_Aim of the exercise_
State how many lines in the listing below hold the string "each"; nothing else is wanted.
· · ·
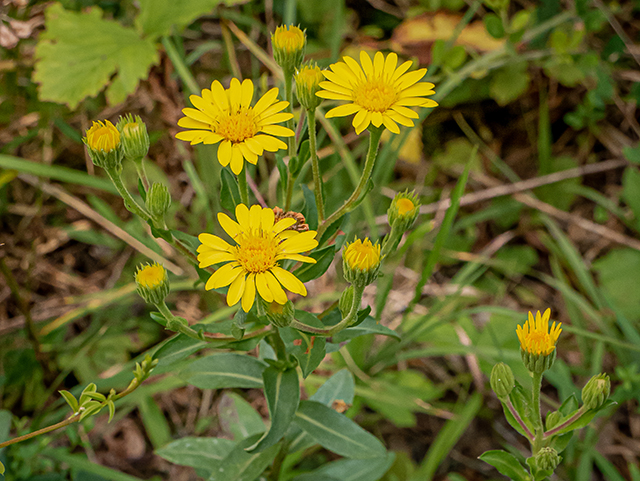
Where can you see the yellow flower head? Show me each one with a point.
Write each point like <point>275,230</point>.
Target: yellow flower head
<point>289,39</point>
<point>226,116</point>
<point>535,337</point>
<point>253,262</point>
<point>361,262</point>
<point>378,92</point>
<point>102,136</point>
· · ·
_Answer space_
2